* _Assignment_: An exact copy of the lines from the one containing "Target: blurred background" to the end of the records below is required, and nothing else.

* _Data listing_:
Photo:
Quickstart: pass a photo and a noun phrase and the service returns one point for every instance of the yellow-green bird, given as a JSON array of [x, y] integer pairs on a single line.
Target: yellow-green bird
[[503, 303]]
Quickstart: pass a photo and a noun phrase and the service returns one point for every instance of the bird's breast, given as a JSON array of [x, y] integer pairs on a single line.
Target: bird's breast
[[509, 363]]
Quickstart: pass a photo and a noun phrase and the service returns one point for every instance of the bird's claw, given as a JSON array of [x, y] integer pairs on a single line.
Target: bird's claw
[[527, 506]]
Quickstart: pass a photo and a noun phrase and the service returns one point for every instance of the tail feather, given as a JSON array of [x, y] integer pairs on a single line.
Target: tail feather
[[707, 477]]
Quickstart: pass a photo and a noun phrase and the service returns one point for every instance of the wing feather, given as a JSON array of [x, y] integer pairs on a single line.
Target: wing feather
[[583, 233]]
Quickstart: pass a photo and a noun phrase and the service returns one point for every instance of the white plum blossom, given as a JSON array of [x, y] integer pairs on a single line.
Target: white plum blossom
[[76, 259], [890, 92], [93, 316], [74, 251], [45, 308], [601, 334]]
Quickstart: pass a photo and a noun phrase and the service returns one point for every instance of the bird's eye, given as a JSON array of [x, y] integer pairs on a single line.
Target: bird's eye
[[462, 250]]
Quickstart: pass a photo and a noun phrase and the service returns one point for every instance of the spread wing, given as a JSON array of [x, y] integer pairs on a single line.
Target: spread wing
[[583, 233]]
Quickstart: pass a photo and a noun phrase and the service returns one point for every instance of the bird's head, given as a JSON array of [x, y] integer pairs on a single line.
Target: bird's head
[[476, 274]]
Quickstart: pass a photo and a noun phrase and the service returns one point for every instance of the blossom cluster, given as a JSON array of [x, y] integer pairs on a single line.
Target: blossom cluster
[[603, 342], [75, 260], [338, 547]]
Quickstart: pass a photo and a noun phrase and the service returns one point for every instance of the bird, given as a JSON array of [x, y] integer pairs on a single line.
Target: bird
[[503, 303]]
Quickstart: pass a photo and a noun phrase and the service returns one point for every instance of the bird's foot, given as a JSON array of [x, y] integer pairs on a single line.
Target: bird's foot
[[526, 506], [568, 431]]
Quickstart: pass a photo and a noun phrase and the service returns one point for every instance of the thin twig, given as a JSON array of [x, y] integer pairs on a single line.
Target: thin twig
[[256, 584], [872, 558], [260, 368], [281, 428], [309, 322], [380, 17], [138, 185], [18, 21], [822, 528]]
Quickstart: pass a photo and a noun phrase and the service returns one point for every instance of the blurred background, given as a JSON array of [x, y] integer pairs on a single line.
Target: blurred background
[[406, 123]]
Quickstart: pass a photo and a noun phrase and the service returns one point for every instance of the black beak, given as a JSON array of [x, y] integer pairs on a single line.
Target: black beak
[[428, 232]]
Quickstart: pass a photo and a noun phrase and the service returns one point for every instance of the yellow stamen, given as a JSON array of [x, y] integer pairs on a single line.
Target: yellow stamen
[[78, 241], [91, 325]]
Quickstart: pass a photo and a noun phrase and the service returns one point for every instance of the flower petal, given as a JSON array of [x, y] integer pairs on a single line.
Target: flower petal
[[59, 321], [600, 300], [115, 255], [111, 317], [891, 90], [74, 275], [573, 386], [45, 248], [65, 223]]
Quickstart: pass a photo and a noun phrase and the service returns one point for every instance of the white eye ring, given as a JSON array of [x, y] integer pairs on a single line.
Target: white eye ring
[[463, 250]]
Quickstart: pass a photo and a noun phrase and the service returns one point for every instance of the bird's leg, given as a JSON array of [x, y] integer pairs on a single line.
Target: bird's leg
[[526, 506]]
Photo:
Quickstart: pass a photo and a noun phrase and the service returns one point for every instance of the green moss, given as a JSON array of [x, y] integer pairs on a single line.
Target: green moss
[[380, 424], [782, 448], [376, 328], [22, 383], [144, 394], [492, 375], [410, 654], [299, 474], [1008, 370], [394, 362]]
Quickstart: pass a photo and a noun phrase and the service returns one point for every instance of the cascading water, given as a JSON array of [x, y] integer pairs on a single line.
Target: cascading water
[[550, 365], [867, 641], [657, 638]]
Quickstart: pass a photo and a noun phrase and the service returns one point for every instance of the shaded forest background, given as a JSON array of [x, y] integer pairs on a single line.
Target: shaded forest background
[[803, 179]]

* _Result for this exercise_:
Target: blurred background
[[406, 123]]
Quickstart: pass a photo and a noun phrase and the service returns one point for every instance of the black beak, given as a JSON array of [x, y] integer pairs on a single line.
Target: black beak
[[428, 232]]
Quickstart: pass a photo and a noun phrase and the service returns one point for every instance of the yellow stamen, given as a JSON array of [x, y] integer pairs on a single line.
Target: yellow stamen
[[78, 241], [91, 325]]
Quickstart: pass a photo and a noun phrase and the service returns one point for every instance of the flower petal, given as a JSON array of [x, y] integer pairs on a single line.
Target: flower petal
[[59, 321], [600, 300], [115, 255], [111, 317], [891, 90], [74, 275], [573, 386], [45, 248], [65, 223]]
Quickstart: pass a photo and a noun phrase and the service returns one point for every instance of the white eye ring, given as a JSON array of [x, y] integer pairs on a single line.
Target: white eye ring
[[463, 250]]
Quickstart: pass a photo and a noun phrase and the service returns one point for every instance of the bird's leg, given as a JSON array of [x, y] integer pairs on a single line.
Target: bird's leg
[[526, 506]]
Photo:
Quickstart: pass a photo and a noun phrase and the service returns one point for every instance of the green moss, given as a JSON array of [x, y] integer pairs on a single line.
Target: green moss
[[380, 424], [782, 448], [376, 328], [22, 383], [144, 394], [492, 375], [410, 654], [299, 474], [1008, 370], [394, 362]]
Quickstart: pass a photo and a noun phrase and the service returns one point for every instance of the cascading water, given as a JSON array of [x, y] integer pairs on a single line.
Target: cascading water
[[550, 365], [867, 641], [657, 638]]
Quickstart: pass a photo and a noun phrase and the service returns one point for every instance of the shaded forest background, given as a JSON array of [x, y] integer pairs on a single line.
Target: shaded forest background
[[803, 179]]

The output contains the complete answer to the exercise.